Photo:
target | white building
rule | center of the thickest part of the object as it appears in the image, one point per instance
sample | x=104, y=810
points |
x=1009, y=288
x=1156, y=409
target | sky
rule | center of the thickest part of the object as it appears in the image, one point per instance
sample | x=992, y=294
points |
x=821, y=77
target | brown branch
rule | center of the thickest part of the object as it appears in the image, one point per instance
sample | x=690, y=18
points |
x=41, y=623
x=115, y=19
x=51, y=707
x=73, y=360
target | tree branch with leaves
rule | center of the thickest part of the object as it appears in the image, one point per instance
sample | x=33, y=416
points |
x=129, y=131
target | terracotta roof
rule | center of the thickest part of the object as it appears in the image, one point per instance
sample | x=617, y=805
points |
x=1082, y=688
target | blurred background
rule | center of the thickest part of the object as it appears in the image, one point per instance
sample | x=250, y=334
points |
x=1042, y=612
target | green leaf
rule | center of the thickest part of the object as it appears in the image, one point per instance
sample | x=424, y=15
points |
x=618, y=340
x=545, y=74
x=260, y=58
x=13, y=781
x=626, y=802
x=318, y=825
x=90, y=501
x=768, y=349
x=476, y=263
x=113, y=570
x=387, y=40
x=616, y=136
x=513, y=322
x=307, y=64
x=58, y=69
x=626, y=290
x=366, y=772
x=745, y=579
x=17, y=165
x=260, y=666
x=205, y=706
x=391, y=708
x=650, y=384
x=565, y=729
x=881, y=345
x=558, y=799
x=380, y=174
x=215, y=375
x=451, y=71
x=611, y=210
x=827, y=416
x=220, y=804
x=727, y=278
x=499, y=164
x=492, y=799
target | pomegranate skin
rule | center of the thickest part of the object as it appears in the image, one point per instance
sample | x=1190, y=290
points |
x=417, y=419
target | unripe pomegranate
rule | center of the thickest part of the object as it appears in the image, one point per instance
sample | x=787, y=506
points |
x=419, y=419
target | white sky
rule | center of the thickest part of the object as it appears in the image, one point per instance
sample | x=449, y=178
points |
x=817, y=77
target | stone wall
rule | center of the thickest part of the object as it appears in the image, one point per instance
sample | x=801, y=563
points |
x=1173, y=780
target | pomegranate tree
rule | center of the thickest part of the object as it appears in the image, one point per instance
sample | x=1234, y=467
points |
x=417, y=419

===

Direction ▸ Convert every item above into a JSON list of strings with one string per line, and omit any blank lines.

Response to the task ▸
[
  "Photo:",
  "target | white building",
  "rule | center of the thickest part of the object as it appears in the image, one point per instance",
  "sample | x=104, y=810",
  "points |",
  "x=1009, y=288",
  "x=1156, y=409",
  "target | sky",
  "rule | center of the thickest part of the object as it appears in the image, one point per instance",
  "sample | x=992, y=294",
  "points |",
  "x=821, y=77",
  "target | brown branch",
  "rule | center of the thickest part of the object as it appears in the image, one point per instance",
  "sample | x=690, y=18",
  "points |",
  "x=41, y=623",
  "x=115, y=19",
  "x=51, y=707",
  "x=73, y=360",
  "target | tree branch with leaves",
  "rule | center of the thickest part of the object as it appears in the image, one point per instance",
  "sample | x=33, y=416",
  "points |",
  "x=129, y=131",
  "target | terracotta roof",
  "rule | center of the thickest part of the object as it appears in the image, one point per instance",
  "sample | x=617, y=805",
  "points |",
  "x=1082, y=688",
  "target | blurred background",
  "rule | center of the thickest part of the object as it appears in the image, one point per instance",
  "sample | x=250, y=334",
  "points |",
  "x=1042, y=612",
  "target | green leaf",
  "rule | center of the thickest part of the object as it appears in the image, one point per instance",
  "sample | x=424, y=15",
  "points |",
  "x=618, y=340",
  "x=545, y=74",
  "x=260, y=58",
  "x=13, y=781",
  "x=626, y=802",
  "x=318, y=825",
  "x=90, y=501",
  "x=768, y=349",
  "x=476, y=263",
  "x=113, y=570",
  "x=387, y=40",
  "x=616, y=136",
  "x=513, y=322",
  "x=307, y=64",
  "x=58, y=69",
  "x=626, y=290",
  "x=366, y=772",
  "x=745, y=579",
  "x=17, y=165",
  "x=260, y=666",
  "x=205, y=706",
  "x=391, y=708",
  "x=650, y=384",
  "x=565, y=729",
  "x=881, y=345",
  "x=558, y=799",
  "x=380, y=174",
  "x=215, y=375",
  "x=451, y=71",
  "x=611, y=210",
  "x=827, y=416",
  "x=220, y=804",
  "x=727, y=278",
  "x=499, y=164",
  "x=492, y=799",
  "target | pomegranate skin",
  "rule | center of the thickest part of the object as it appears in the image, one point per instance",
  "sample | x=1190, y=290",
  "points |",
  "x=417, y=419",
  "target | unripe pomegranate",
  "rule | center of the thickest part of the object as it appears in the image, one point per instance",
  "sample | x=787, y=506",
  "points |",
  "x=419, y=419",
  "target | white sky",
  "rule | center of the thickest part of the object as it appears in the image, one point per instance",
  "sample | x=449, y=178",
  "points |",
  "x=817, y=77",
  "target | stone wall",
  "rule | center of the thickest part of the object as it appears in the image, one point per instance",
  "sample | x=801, y=563",
  "points |",
  "x=1173, y=780",
  "target | pomegranate tree",
  "rule | center of the thickest part of the object as it appears in the image, one point per instance",
  "sample | x=1234, y=467",
  "points |",
  "x=417, y=419"
]